* WHAT IS REQUIRED: Copy out every one of the entries below line for line, without changing anything.

── RECORDS TO USE ──

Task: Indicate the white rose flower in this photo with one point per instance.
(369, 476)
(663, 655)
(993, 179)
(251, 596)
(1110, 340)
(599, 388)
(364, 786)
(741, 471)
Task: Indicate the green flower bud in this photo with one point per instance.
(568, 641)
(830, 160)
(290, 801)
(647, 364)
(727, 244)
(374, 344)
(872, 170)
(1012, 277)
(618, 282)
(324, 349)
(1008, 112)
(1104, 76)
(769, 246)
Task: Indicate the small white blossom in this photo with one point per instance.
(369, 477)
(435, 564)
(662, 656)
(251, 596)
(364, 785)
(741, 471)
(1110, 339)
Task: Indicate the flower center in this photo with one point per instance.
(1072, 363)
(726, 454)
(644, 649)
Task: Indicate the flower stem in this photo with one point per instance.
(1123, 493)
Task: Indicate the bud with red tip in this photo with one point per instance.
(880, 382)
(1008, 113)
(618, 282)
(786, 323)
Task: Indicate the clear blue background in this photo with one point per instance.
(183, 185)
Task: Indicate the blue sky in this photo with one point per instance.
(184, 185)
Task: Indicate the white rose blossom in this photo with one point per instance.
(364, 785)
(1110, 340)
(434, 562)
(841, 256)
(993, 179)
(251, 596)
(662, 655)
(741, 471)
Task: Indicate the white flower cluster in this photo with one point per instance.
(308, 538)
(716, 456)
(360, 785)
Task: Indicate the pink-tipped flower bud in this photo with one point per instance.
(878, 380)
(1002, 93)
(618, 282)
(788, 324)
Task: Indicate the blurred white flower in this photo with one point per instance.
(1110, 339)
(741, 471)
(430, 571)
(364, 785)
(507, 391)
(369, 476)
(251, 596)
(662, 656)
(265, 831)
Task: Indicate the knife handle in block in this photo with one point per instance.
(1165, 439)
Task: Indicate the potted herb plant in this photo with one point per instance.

───

* THE ANSWER:
Task: Indicate the white rose flower in this photo with one point per instance.
(369, 476)
(663, 655)
(993, 179)
(251, 596)
(1110, 340)
(599, 388)
(364, 786)
(741, 471)
Task: Indicate the green flower bud in this photo with one point per instance.
(568, 641)
(830, 160)
(290, 801)
(647, 364)
(727, 244)
(374, 344)
(872, 170)
(1012, 277)
(618, 282)
(324, 349)
(1008, 112)
(1104, 76)
(769, 246)
Task: Indicate the small white blossom in this photo with one point per instance.
(369, 477)
(435, 564)
(662, 656)
(251, 596)
(364, 785)
(741, 471)
(1110, 339)
Task: Indicate the flower center in this photo with one point per instance.
(1072, 363)
(726, 454)
(644, 649)
Task: Indicate the flower stem in this photo with one point per instance.
(1123, 493)
Task: Indicate the bud with red tip in this photo with one point per instance.
(880, 382)
(1008, 113)
(618, 282)
(786, 323)
Task: Indicate the clear blue background in this photo with one point per instance.
(183, 185)
Task: Indicate the blue sky in this photo with one point per instance.
(184, 185)
Task: Indicate the white rose blossom in this photo with one point per instance.
(364, 785)
(1110, 340)
(434, 562)
(841, 256)
(993, 179)
(251, 596)
(662, 655)
(741, 471)
Task: Indicate the white flower cluster in this photo with one point per instance.
(308, 538)
(716, 456)
(360, 785)
Task: Indicate the pink-tipped flower bud in this photo with one point per instance.
(878, 380)
(1002, 93)
(618, 282)
(788, 324)
Task: Indicate the blurred white flower in this photo with one point per instance.
(1110, 339)
(741, 471)
(430, 571)
(364, 785)
(507, 391)
(369, 476)
(251, 596)
(662, 656)
(265, 831)
Task: Indicate the knife handle in block in this photo with one point per instance.
(1165, 439)
Task: Indicate the potted herb plant in this photo with one point per instance.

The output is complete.